#### Text segment:
+++

Really? Skunk and polecat are the same for you? Those are clearly different for me. The word that isn't clear is ferret

Ferret is one of those words I'd never have learned if I hadn't gone abroad. It's the usual  case where someone uses the word and I have no idea what they are talking about. No dictionary helps. I have to do research and then come to the conclusion what it is. It often happens with wild animals


----------



## Roxxxannne

If I were to name three mustelids off the top of my head, I'd say skunks, weasels, and fishers (aka fisher cats).   Perhaps the reason I associate 'polecat' with 'skunk' more than with ''black-footed ferret' is because I have no idea what a black-footed ferret is.  I do know what a weasel is, though -- the small variety of weasel looks like a ferret -- but I don't think I've ever heard anyone call a weasel a polecat.

I don't think ferrets crossed my consciousness until friends of mine got a couple of them as pets.

+++

[Records contained in a dataset]
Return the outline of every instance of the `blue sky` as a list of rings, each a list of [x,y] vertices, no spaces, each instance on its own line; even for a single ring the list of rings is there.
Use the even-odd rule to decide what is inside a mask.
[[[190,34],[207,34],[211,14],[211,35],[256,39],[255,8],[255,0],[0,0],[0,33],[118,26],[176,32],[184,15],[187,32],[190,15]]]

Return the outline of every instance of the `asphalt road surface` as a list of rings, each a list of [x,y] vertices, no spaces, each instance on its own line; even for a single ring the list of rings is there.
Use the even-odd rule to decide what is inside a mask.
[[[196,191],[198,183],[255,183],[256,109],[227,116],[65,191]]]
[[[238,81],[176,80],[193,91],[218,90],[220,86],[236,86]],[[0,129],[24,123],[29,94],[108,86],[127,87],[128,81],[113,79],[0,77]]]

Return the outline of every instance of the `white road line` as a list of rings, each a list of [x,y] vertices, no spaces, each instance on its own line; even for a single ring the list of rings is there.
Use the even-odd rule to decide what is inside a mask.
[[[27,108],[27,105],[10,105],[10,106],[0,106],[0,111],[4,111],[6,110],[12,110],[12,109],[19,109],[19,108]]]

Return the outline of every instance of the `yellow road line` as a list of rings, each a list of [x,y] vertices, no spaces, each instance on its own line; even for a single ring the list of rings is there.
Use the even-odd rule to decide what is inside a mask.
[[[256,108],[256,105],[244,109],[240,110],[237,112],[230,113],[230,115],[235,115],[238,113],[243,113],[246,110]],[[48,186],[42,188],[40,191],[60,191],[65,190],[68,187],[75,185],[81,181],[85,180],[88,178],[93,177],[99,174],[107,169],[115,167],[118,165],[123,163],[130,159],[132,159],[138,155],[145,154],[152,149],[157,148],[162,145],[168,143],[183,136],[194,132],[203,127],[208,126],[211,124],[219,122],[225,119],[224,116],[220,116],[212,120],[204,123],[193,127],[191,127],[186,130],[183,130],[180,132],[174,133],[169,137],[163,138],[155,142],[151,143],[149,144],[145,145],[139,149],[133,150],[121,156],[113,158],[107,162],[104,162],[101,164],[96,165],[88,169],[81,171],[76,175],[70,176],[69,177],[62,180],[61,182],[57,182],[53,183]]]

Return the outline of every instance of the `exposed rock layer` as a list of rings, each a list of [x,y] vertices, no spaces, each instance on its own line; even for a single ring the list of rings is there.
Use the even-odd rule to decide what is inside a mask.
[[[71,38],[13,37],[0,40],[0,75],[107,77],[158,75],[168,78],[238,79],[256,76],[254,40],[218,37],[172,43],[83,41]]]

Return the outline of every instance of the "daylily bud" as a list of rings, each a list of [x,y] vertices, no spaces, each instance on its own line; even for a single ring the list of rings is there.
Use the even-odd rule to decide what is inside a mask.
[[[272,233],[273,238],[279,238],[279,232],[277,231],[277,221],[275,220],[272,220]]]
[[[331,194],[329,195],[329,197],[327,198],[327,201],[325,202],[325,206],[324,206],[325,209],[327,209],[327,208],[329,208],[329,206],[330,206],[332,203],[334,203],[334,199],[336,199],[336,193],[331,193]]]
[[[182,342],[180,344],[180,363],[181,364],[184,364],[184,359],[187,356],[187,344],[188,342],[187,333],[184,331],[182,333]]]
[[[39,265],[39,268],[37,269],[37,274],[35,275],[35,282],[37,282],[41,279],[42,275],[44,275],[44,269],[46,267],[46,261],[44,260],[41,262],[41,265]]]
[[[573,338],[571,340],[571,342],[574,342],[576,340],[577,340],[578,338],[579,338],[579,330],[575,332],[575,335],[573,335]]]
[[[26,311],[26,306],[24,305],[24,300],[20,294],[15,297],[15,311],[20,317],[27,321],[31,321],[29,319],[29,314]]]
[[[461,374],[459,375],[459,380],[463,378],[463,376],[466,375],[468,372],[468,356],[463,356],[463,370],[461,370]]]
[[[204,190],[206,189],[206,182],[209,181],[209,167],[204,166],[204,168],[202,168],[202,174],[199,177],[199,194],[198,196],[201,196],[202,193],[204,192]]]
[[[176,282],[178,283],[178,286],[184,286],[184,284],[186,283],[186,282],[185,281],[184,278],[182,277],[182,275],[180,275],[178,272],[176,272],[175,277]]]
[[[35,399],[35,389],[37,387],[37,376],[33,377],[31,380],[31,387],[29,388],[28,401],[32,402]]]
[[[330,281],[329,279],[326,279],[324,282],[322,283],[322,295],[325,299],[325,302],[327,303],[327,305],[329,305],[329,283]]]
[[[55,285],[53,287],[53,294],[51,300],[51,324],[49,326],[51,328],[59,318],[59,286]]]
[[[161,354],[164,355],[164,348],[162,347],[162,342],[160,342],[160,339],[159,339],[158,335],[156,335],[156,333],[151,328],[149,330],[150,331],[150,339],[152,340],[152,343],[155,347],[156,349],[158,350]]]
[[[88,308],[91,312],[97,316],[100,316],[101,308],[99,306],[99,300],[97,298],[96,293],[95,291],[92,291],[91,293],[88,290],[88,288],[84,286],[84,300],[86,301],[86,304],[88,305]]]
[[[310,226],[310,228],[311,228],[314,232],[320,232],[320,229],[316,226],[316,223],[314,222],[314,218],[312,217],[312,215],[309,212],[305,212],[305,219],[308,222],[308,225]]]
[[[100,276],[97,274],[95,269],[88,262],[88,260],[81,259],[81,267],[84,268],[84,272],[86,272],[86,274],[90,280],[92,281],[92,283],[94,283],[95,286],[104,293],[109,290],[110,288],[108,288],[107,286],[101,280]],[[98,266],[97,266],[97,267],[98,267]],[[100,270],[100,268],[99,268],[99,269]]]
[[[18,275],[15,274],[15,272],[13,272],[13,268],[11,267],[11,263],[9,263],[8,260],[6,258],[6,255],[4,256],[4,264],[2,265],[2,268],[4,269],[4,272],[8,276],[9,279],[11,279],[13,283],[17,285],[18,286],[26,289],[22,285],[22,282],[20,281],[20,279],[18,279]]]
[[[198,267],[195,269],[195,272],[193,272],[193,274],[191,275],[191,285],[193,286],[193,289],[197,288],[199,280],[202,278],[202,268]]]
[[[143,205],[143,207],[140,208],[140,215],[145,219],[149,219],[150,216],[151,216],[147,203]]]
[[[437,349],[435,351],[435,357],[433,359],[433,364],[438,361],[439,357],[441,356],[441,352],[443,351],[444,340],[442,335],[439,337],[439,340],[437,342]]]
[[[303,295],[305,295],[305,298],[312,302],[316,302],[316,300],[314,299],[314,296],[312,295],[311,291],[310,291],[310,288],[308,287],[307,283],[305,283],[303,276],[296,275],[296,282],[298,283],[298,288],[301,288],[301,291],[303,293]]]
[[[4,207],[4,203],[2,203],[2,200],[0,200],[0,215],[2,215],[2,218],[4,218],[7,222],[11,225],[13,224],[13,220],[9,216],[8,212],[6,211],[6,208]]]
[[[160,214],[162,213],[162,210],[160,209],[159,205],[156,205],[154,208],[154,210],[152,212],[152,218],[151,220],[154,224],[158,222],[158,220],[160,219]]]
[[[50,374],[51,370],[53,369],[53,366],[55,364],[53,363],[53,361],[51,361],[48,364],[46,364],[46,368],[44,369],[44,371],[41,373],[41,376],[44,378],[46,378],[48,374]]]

+++

#### Short task:
Answer these questions using the thread:
(a) In the first post, which word is called the one that isn't clear?
(b) Which three mustelids does Roxxxannne list off the top of the head?
(c) What happened that brought ferrets to Roxxxannne's attention?
The data has no role here.

#### Completed exercise:
(a) Ferret.
(b) Skunks, weasels, and fishers (aka fisher cats).
(c) Friends got a couple of ferrets as pets.